+++ TEXT PASSAGE +++

How to get picky eaters to eat | On Health

One of the most common topics pediatricians cover at well visits is how to get picky eaters to eat.

  • Wednesday, November 22, 2017 10:03am
  • Opinion
Danette Glassy

Danette Glassy

One of the most common topics pediatricians cover at well visits is how to get picky eaters to eat. Picky eaters can be very frustrating to their families. We like to take a developmental approach to advising families about feeding children, because there are normal variations in how children eat at different ages.

When it is time to start solids, the goal is for an infant to learn how to eat and enjoy the socialization. At this stage, it is important to watch how your child accepts each bite. Communicating back and forth, serve-and-return is how to feed an infant.

When she wants more, she will eagerly open her mouth for more bites. When she is full or not wanting more, she will close her mouth and turn her head away.

Follow these cues and your baby will feel confident in knowing when she has had enough to eat. She will have less anxiety about trying new foods. This positive approach ensures a confident eater from the very start. An important fact to remember is that it may take trying a food up to 10-15 times before a young child will accept it.

Things can get worse for a parent’s sense of ease with toddlers and preschoolers. This age group is only hungry for meals on and off, and will go on food binges and strikes. Knowing this will help parents offer the widest variety of foods at the time it will be more likely to be eaten.

Several large studies have shown that when parents offer healthy foods and healthy snacks, even the pickiest eaters get the nutrition they need. They are not balancing their diets at each meal or at each day, but they are by the end of the week. Ellyn Satter, MS RD LCSW BCD, a researcher and practitioner in the field of pediatric feeding practices, explains that both parents and children have their own “jobs” to do when it comes to eating.

Parents are responsible for providing healthy foods for meals and snacks. Children are responsible for what and how much they eat. This helps children learn what it feels like to be hungry and then full so they will eat when hungry and stop when full.

It is very common for school-age children to reject vegetables. Again, the positive parenting approach will be the most effective: Parents should set a good example by eating a variety of vegetables, prepared in a variety of ways, themselves. Encourage children to try new foods, but do not force them to eat.

Have family meals with everyone in the family sometimes choosing the menu. By puberty most picky eaters are eating more vegetables. Be calm and set a good example. Have children join in shopping and cooking.

To learn more about this topic please see Child of Mine by Ellyn Satter; look up “picky eaters” at Zero to Three (ww.zerotothree.org) and the AAP’s Healthy Children (www.healthychildren.org). For ideas about encouraging children to try new foods see Food For Tots (www.foodfortots.com) and the magazine ChopChop (www.chopchopmag.org).

Let’s hope your child will soon be singing like The Beach Boys in Vega Tables:

I’m gonna be round my vegetables

I’m gonna chow down my vegetables

I love you most of all

My favorite vega-table.

Dr. Danette Glassy, MD, FAAP, is a pediatrician at Mercer Island Pediatrics, providing a medical home for her patients for over 20 years. She is also an active child advocate working to improve the health and well-being of children and their families across the country. In this column she shares information of interest to families and caregivers as their child’s primary advocate. Information is her own view and not medical advice.

+++

## EXERCISE TASKS
- A) According to the article on picky eaters, how many times might a young child need to try a food before accepting it?
- B) From the article on picky eaters, copy out word for word the passage that begins at "When it is time" and ends after "will accept it.".

+++ DATA LISTING +++

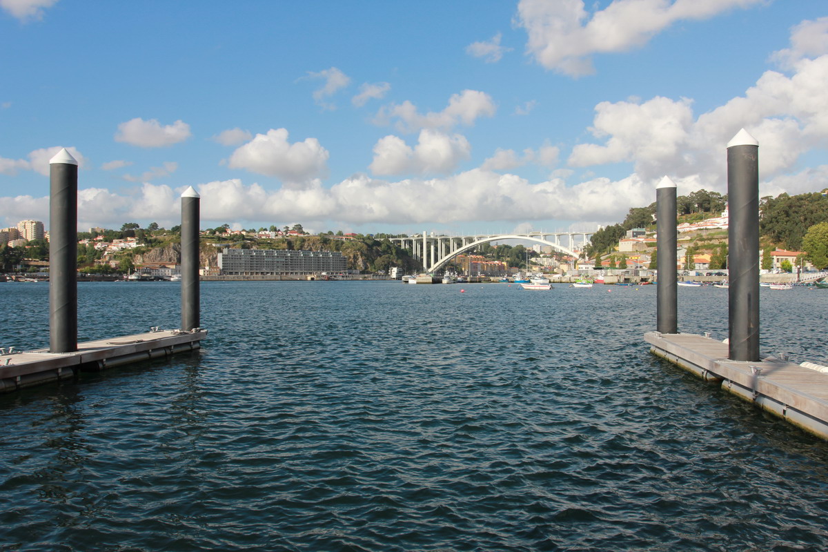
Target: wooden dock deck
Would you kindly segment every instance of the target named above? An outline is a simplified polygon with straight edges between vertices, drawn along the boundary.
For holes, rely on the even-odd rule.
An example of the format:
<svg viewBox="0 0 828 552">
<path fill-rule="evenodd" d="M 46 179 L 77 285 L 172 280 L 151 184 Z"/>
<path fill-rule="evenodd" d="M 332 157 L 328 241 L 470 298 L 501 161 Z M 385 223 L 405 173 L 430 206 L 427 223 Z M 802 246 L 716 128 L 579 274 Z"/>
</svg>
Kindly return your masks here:
<svg viewBox="0 0 828 552">
<path fill-rule="evenodd" d="M 78 343 L 73 353 L 0 352 L 0 393 L 200 348 L 207 331 L 157 330 Z"/>
<path fill-rule="evenodd" d="M 702 335 L 647 332 L 644 339 L 653 354 L 828 439 L 828 373 L 773 357 L 732 361 L 727 343 Z"/>
</svg>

+++

## EXPECTED OUTPUTS
- A) Up to 10-15 times.

- B)
When it is time to start solids, the goal is for an infant to learn how to eat and enjoy the socialization. At this stage, it is important to watch how your child accepts each bite. Communicating back and forth, serve-and-return is how to feed an infant.

When she wants more, she will eagerly open her mouth for more bites. When she is full or not wanting more, she will close her mouth and turn her head away.

Follow these cues and your baby will feel confident in knowing when she has had enough to eat. She will have less anxiety about trying new foods. This positive approach ensures a confident eater from the very start. An important fact to remember is that it may take trying a food up to 10-15 times before a young child will accept it.